━━ Extracted material
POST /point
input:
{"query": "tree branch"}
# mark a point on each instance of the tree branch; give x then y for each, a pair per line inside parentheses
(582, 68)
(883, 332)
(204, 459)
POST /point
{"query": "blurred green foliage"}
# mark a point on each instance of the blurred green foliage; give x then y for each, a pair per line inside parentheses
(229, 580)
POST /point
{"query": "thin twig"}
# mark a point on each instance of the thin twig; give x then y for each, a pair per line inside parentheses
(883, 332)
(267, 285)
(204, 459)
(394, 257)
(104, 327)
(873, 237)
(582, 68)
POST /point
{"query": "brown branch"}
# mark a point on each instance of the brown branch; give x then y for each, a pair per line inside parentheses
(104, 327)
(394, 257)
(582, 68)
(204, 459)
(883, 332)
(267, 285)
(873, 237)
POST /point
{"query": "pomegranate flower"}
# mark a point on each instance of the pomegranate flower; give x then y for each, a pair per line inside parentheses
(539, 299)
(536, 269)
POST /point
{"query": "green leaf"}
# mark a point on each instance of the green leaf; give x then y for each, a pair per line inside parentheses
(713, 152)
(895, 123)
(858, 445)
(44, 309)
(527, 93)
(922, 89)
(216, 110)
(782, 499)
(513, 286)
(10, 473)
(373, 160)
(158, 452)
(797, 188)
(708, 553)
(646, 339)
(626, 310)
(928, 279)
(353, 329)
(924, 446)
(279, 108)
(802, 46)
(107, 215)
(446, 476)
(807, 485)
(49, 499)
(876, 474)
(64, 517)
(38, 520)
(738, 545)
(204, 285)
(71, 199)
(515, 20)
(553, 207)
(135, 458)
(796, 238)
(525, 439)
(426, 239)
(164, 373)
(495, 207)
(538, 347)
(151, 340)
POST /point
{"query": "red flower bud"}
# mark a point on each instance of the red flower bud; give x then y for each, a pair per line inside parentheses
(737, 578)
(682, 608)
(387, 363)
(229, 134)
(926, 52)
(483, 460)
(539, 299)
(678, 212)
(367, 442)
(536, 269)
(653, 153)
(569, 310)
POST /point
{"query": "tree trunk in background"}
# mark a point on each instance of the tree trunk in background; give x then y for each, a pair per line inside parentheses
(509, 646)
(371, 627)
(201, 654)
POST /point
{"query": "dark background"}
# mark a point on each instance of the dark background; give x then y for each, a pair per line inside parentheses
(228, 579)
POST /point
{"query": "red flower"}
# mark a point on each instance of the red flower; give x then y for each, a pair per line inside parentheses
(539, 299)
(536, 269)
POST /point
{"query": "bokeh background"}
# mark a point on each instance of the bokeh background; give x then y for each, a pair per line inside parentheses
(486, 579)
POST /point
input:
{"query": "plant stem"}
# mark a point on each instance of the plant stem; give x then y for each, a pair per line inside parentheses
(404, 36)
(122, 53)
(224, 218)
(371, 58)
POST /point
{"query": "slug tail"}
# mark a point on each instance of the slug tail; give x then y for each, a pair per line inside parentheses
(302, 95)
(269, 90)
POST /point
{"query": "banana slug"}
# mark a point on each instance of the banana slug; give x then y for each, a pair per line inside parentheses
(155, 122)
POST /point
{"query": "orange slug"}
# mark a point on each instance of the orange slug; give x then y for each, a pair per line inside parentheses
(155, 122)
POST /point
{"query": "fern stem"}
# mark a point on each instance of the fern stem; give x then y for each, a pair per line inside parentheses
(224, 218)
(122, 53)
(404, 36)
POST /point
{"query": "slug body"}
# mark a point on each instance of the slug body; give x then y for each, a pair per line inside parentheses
━━━━
▸ Aim
List every line in the entries that contains the word "blurred", treating uppercase and lowercase as different.

▸ Answer for the task
{"query": "blurred green foliage"}
# mark a point on each instance of the blurred green foliage; give x then y for each, a pair per line inside parentheses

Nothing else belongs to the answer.